ACTION ITEM: A verbatim transcription of every record below is required.

Natural-language object grounding data
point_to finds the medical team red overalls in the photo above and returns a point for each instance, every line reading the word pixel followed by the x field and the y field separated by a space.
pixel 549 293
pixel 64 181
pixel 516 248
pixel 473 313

TASK OUTPUT:
point_to finds the medical team red overalls in the photo above and returns a point for each instance, every line reading the word pixel followed by the x field and the y field separated by a space.
pixel 549 293
pixel 64 181
pixel 516 248
pixel 473 313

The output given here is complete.